Desafios:
• A. Diga se cada afirmação concorda com o texto sobre o princípio do contraditório, respondendo sim ou não e citando as palavras exatas do texto que o decidem: (i) O acórdão referido foi proferido pelo Tribunal da Relação de Guimarães. (ii) O artigo 3º tem a epígrafe "Necessidade do pedido e da contradição". (iii) Segundo o n.º 2, nunca se podem tomar providências contra uma pessoa sem que esta seja previamente ouvida.
• B. Segundo o texto sobre o princípio do contraditório, em que data foi proferido o acórdão citado?
• C. Copie tal como está o trecho do texto sobre o princípio do contraditório entre "2. Só nos casos" e "elas se pronunciarem.", inclusive.

Sobre o conceito e âmbito do princípio do contraditório pronunciou-se o Tribunal da Relação de Guimarães, no seu acórdão de 19-04-2018, proferido no processo nº 533/04.0TMBRG-K.G1, disponível em http://www.dgsi.pt/JTRG.NSF/86c25a698e4e7cb7802579ec004d3832/9c9b68362e36005280258286003c9906?OpenDocument, cujo teor aqui se transcreve na parte relevante, com a vénia devida, por com ele inteiramente concordarmos:
«A necessidade da contradição, aflorada, em diversas disposições do Código de Processo Civil, diploma a que pertencem todos os preceitos citados sem outra referência, vem genericamente concretizada no artigo 3º, que, sob a epígrafe Necessidade do pedido e da contradição, presentemente, de modo mais justo, abrangente e amplo, dispõe:
1. O Tribunal não pode resolver o conflito de interesses que a ação pressupõe sem que a resolução lhe seja pedida por uma das partes e a outra seja devidamente chamada para deduzir oposição.
2. Só nos casos excecionais previstos na lei se podem tomar providências contra determinada pessoa sem que esta seja previamente ouvida.
3. O juiz deve observar e fazer cumprir, ao longo de todo o processo, o princípio do contraditório, não lhe sendo lícito, salvo caso de manifesta desnecessidade, decidir questões de direito ou de facto, mesmo que de conhecimento oficioso, sem que as partes tenham tido a possibilidade de sobre elas se pronunciarem.

Informação registada:
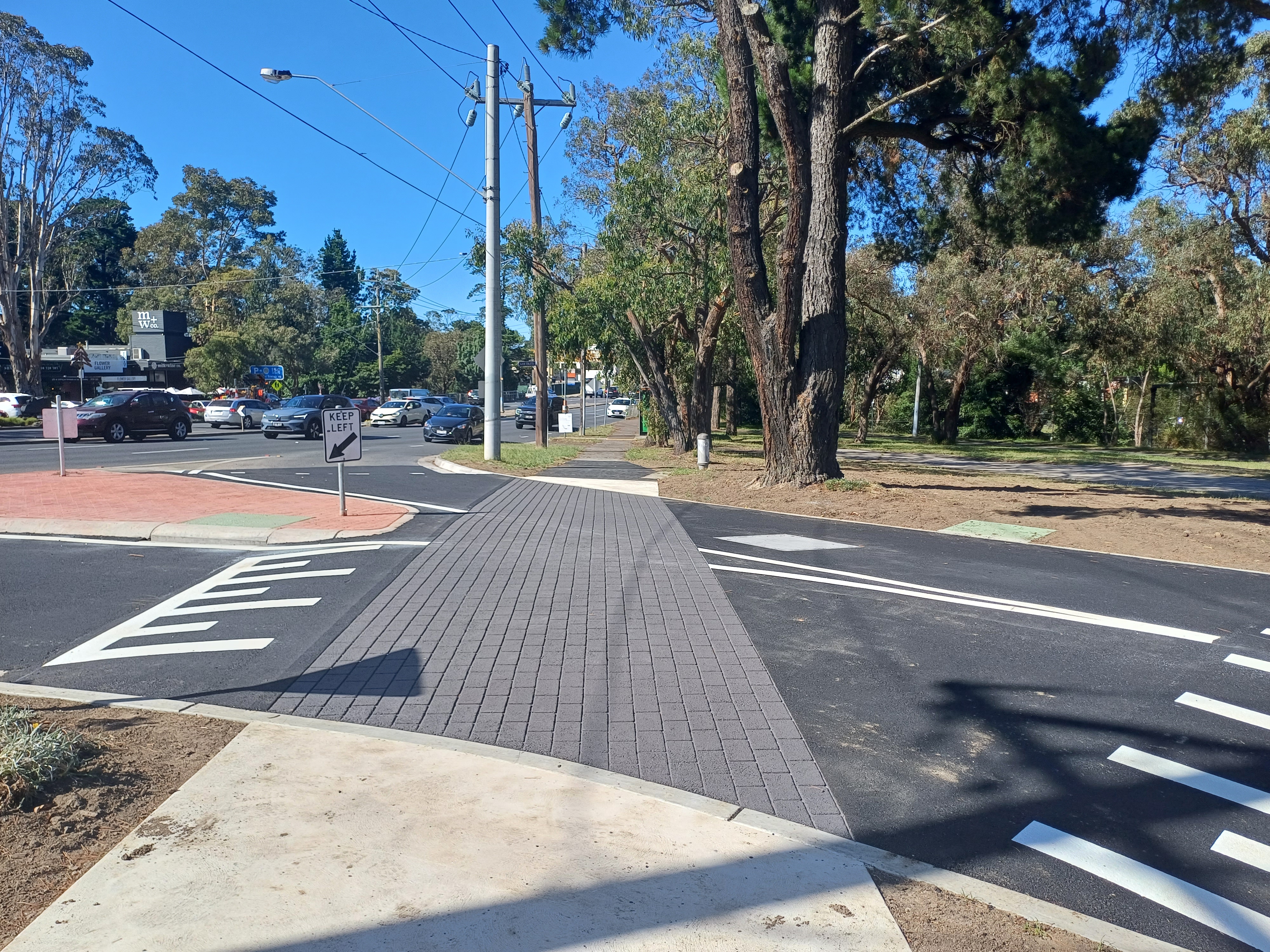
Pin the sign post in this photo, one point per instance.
(342, 442)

Soluções por ordem:
• A.
(i) Sim: "pronunciou-se o Tribunal da Relação de Guimarães, no seu acórdão de 19-04-2018".
(ii) Sim: "sob a epígrafe Necessidade do pedido e da contradição".
(iii) Não: "Só nos casos excecionais previstos na lei se podem tomar providências contra determinada pessoa sem que esta seja previamente ouvida".

• B. Em 19-04-2018.

• C.
2. Só nos casos excecionais previstos na lei se podem tomar providências contra determinada pessoa sem que esta seja previamente ouvida.
3. O juiz deve observar e fazer cumprir, ao longo de todo o processo, o princípio do contraditório, não lhe sendo lícito, salvo caso de manifesta desnecessidade, decidir questões de direito ou de facto, mesmo que de conhecimento oficioso, sem que as partes tenham tido a possibilidade de sobre elas se pronunciarem.